> [Brontekst]:
● ● ● ● ● ● ●

Mozart doen vergeten?
‘Zou hij in staat zijn de enorme leegte op te vullen na de dood van Mozart vorig jaar?’ Zo moeten veel Weense muziekliefhebbers gedacht hebben in het historische jaar 1792. Want vanuit Bonn was toen net een jong talent van nog maar tweeëntwintig jaar gearriveerd: Ludwig van Beethoven. Maar uit getuigenverslagen van Beethovens vroege Weense optredens weten we dat hij bij het publiek gemengde gevoelens opriep. Bewondering voor het nieuwe geluid en de fabuleuze improvisaties aan de piano, maar verbazing om het onbeteugelde en zelfs drammerige karakter van zijn eigen werken. Behalve als pianovirtuoos maakte Beethoven naam als componist, onder meer van pianotrio’s.

Geesten in een pianotrio
Zo woonde Beethoven in 1808 korte tijd in bij een adellijke familie, graaf en gravin Peter en Anna Marie Erdödy. De gravin was een voortreffelijk pianiste en een groot bewonderaarster van Beethovens muziek. Ook na hun vertrek uit Wenen in 1815 bleven de gravin en Beethoven met elkaar corresponderen. Met Kerstmis 1808 speelde Beethoven zijn twee net voltooide Pianotrio’s opus 70 voor aan gravin Erdödy. De componist Johann Friedrich Reichardt was erbij en was verrukt van de stukken. ‘Daarin kwam een zo hemels en zangerig deel voor, zoals ik nog nooit gehoord had; iedere keer als ik er weer aan denk smelt ik opnieuw. De lieve zieke gravin, zo ontroerend opgewekt, en een van haar vriendinnen, ook een Hongaarse dame, genoten met zo’n enorm enthousiasme van elk fraai detail en iedere geslaagde wending, dat die aanblik mij net zo goed deed als Beethovens meesterlijke werk en uitvoering. Gelukkig de kunstenaar die kan rekenen op zulke luisteraars.’ Het Pianotrio in D opus 70 nr.1, waarover Reichardt hier rept, kreeg vanwege haar geheimzinnige onderhuidse spanning (vooral in het tweede deel, Largo) onmiddellijk de bijnaam ‘Geistertrio’. De schrijver E. Th. A. Hoffmann schreef in 1813 over dit stuk: ‘Dit trio bewijst opnieuw hoezeer Beethoven de romantische geest der muziek in zijn hart draagt en hoe geniaal hij die romantische geest in zijn werken weet te blazen. Het tweede deel (Largo) is van een weemoedigheid die weldadig is.’

Afzonderlijk en toch vereend
Naar de Fourteen little Pictures van de Schot James MacMillan is het een sprong in de tijd van een kleine twee eeuwen, naar 1997. James MacMillan is een van de meest gevierde componisten uit Groot-Brittannië van dit moment. In zijn Fourteen little Pictures heeft hij veertien miniaturen samengebracht tot een doorlopend geheel van ongeveer twintig minuten. Rode draden en terugkerende elementen verbinden de stukken met elkaar. En MacMillan speelt met de traditionele rolverdeling. Zo zijn de drie spelers ongeveer gelijk in de delen 1 en 5. In andere delen is de hoofdrol verlegd naar de cello (deel 3), de piano (deel 4) en de viool (deel 7). In deel 8 is een duo aan het woord, en in deel 9 alleen de piano. De muziek kent grote contrasten qua stemming en dynamiek, van woest en luidruchtig ‘gehamerd’ tot delicaat, breekbaar en desolaat. Het elfde ‘beeld’ vormt de climax waarin de drie musici allen ffff spelen, zo luid mogelijk. Deel 14 maakt de cirkel rond, met een echo uit het eerste deel en tedere afloop van deze boeiende klankexcursie.

● ● ● ● ● ● ●

(Gegevens met gelabelde punten)

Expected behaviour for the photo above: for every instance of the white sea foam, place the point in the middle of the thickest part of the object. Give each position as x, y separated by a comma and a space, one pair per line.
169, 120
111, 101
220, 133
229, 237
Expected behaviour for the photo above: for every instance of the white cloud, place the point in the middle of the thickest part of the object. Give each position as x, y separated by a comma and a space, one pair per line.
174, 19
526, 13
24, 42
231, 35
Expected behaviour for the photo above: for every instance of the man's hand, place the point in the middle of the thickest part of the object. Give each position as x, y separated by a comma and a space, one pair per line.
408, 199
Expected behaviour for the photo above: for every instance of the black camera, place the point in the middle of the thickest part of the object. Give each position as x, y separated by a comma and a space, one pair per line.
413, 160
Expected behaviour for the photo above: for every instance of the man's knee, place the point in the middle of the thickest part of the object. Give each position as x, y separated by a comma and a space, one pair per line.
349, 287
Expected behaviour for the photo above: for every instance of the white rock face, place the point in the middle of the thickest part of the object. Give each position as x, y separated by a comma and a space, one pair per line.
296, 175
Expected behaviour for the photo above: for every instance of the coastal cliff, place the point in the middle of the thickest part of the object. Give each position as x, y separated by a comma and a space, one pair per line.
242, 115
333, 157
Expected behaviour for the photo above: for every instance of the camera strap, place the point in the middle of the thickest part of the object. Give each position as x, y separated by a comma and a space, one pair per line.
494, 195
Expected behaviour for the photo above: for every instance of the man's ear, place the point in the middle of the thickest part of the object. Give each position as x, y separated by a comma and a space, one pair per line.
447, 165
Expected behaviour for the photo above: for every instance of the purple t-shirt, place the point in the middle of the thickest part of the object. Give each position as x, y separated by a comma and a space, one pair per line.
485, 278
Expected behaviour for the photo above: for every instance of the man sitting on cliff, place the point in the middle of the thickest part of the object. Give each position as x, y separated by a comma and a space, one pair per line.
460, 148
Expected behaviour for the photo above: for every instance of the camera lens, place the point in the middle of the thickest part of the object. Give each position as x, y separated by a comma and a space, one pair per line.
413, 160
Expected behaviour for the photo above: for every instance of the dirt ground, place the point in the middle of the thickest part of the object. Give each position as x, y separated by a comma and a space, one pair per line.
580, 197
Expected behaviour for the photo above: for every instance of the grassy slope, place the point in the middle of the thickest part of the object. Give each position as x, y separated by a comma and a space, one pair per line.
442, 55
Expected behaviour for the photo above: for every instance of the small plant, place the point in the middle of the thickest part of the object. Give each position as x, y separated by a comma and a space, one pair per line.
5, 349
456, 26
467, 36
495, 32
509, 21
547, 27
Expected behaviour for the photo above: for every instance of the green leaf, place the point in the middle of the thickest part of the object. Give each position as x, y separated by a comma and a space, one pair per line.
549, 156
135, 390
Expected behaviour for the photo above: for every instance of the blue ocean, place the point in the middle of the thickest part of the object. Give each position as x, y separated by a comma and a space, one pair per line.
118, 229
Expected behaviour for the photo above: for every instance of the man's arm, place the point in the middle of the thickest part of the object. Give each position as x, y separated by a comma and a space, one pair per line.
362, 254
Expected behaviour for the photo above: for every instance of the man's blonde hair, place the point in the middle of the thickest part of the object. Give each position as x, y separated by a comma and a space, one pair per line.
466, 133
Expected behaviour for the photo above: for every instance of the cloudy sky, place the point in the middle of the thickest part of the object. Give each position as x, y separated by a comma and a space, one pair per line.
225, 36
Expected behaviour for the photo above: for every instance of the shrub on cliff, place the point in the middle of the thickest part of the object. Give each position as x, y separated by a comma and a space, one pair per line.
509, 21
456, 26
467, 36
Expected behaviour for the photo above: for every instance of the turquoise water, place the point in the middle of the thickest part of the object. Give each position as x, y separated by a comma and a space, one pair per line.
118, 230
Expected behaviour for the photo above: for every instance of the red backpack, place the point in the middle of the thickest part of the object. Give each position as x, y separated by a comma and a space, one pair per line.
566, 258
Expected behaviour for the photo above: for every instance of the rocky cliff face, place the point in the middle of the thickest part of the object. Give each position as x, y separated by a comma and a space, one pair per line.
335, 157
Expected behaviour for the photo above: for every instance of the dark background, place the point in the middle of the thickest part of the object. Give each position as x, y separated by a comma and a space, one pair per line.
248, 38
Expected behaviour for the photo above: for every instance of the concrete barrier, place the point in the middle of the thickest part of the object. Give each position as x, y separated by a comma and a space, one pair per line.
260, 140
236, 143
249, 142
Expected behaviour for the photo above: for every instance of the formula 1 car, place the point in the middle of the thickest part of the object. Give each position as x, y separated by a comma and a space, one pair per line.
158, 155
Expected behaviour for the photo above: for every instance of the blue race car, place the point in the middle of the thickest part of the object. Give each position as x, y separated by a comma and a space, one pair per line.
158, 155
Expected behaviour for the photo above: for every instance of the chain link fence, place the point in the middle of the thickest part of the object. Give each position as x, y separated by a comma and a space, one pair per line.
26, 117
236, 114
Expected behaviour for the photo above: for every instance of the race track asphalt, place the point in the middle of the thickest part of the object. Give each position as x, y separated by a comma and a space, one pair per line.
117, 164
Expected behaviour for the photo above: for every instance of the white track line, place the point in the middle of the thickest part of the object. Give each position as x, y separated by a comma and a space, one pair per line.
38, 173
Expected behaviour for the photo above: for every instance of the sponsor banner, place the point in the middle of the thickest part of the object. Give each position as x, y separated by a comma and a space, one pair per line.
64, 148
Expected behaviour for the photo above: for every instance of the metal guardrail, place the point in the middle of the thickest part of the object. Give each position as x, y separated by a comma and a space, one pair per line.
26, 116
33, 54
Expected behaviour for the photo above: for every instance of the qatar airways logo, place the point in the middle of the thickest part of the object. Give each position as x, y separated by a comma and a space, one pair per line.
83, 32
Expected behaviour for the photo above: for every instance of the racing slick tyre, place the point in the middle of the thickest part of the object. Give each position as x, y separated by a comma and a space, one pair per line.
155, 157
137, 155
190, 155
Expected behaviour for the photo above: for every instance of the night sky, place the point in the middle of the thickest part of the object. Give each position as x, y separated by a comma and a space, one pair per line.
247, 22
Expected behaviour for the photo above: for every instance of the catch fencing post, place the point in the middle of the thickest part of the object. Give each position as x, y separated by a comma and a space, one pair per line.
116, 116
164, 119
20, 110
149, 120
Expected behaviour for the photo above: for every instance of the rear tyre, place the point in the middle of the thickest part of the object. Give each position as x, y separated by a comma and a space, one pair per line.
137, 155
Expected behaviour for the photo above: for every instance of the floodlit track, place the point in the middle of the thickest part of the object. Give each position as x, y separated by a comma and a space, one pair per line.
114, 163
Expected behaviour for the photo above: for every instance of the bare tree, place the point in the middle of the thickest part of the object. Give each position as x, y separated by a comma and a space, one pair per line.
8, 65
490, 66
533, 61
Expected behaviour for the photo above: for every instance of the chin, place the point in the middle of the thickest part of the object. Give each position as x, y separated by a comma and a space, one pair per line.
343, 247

● ● ● ● ● ● ●

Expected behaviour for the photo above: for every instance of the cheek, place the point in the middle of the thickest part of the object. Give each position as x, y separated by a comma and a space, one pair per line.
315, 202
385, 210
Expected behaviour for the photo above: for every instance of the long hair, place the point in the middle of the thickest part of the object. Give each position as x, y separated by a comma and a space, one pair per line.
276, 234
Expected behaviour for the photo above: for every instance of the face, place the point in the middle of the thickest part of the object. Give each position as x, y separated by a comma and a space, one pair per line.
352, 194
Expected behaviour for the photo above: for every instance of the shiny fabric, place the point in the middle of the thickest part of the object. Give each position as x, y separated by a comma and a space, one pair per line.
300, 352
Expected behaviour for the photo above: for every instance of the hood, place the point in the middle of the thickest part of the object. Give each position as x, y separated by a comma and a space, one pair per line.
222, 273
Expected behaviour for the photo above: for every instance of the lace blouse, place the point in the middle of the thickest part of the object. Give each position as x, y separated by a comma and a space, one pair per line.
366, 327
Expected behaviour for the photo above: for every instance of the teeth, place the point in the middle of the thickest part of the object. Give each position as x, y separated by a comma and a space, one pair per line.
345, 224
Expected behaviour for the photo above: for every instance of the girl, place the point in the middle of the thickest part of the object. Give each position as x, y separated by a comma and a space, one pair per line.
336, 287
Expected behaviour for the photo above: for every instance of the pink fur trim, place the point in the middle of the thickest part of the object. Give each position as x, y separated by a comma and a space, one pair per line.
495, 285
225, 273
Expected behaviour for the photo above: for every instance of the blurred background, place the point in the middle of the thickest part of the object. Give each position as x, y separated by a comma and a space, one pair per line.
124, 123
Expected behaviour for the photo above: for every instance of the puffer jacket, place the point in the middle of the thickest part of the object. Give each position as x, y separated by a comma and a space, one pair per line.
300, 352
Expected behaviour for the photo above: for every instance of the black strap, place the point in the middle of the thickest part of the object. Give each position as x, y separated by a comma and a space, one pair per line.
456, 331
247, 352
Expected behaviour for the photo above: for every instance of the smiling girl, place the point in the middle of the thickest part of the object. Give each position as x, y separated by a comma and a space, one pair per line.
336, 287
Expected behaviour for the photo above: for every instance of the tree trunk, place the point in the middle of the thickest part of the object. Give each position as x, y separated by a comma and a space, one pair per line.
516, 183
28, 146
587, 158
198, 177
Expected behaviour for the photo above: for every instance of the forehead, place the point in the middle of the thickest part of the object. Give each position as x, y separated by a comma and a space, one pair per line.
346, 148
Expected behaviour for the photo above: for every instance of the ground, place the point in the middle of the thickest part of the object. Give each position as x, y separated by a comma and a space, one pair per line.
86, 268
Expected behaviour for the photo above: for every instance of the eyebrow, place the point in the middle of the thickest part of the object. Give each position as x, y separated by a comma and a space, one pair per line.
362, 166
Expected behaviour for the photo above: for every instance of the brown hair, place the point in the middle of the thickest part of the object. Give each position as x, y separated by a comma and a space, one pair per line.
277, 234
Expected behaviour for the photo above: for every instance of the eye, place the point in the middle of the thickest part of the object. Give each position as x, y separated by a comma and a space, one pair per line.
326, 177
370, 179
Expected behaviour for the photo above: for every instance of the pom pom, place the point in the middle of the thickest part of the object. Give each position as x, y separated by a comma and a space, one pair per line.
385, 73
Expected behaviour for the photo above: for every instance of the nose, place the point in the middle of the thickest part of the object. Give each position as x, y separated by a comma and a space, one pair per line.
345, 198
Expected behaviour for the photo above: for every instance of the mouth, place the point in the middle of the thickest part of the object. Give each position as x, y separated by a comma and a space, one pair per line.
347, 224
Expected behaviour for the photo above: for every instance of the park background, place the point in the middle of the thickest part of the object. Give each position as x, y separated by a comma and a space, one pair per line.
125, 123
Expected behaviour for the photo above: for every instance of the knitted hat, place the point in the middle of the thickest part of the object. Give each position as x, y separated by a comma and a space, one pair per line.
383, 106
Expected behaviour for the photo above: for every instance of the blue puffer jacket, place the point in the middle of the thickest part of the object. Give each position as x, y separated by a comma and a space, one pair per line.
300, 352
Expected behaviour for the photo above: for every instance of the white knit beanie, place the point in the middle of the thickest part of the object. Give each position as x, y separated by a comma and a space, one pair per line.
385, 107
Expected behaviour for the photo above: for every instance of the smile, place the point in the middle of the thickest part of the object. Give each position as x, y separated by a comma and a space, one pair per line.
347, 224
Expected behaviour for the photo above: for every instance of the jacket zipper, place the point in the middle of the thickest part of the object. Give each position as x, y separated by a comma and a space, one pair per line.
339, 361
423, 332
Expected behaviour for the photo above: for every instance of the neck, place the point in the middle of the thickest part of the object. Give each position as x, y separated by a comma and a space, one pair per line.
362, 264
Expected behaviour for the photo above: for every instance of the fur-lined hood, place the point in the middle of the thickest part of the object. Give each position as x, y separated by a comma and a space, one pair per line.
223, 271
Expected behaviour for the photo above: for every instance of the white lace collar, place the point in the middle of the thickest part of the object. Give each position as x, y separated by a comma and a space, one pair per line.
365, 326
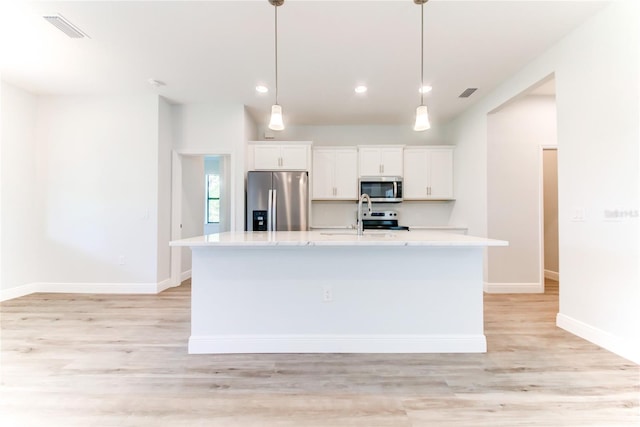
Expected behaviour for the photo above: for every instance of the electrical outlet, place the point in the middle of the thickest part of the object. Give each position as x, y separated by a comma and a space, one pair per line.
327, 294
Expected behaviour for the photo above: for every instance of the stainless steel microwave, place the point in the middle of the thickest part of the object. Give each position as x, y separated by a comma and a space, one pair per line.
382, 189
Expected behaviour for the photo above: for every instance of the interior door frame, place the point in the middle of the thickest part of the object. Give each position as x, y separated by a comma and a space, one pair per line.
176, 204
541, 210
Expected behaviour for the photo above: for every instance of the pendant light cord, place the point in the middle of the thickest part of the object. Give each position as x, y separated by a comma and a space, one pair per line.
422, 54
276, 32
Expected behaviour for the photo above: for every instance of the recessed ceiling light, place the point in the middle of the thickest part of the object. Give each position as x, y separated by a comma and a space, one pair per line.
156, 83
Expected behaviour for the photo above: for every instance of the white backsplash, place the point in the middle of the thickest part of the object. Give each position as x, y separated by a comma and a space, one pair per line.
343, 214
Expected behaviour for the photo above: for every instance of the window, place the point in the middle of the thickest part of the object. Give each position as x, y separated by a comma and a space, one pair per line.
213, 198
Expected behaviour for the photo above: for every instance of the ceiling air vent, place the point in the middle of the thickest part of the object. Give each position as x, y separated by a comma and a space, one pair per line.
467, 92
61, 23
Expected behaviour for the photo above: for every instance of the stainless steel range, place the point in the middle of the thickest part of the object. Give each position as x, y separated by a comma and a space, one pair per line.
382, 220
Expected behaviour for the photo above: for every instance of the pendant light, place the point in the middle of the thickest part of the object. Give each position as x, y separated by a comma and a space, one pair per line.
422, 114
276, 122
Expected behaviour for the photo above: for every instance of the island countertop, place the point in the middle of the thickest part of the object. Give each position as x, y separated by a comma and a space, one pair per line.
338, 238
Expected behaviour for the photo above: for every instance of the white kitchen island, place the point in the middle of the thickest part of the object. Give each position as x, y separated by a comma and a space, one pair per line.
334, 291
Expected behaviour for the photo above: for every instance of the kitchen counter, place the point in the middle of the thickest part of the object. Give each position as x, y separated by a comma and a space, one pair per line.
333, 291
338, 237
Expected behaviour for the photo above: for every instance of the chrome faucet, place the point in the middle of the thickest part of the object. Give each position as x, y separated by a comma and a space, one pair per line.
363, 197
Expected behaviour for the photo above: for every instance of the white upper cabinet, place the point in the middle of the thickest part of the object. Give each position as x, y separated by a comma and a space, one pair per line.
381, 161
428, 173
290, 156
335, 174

● ● ● ● ● ● ●

Geef uit de tekst over de pianotrio's het stuk van "Mozart doen vergeten?" tot en met "meer van pianotrio’s." woord voor woord weer.

Mozart doen vergeten?
‘Zou hij in staat zijn de enorme leegte op te vullen na de dood van Mozart vorig jaar?’ Zo moeten veel Weense muziekliefhebbers gedacht hebben in het historische jaar 1792. Want vanuit Bonn was toen net een jong talent van nog maar tweeëntwintig jaar gearriveerd: Ludwig van Beethoven. Maar uit getuigenverslagen van Beethovens vroege Weense optredens weten we dat hij bij het publiek gemengde gevoelens opriep. Bewondering voor het nieuwe geluid en de fabuleuze improvisaties aan de piano, maar verbazing om het onbeteugelde en zelfs drammerige karakter van zijn eigen werken. Behalve als pianovirtuoos maakte Beethoven naam als componist, onder meer van pianotrio’s.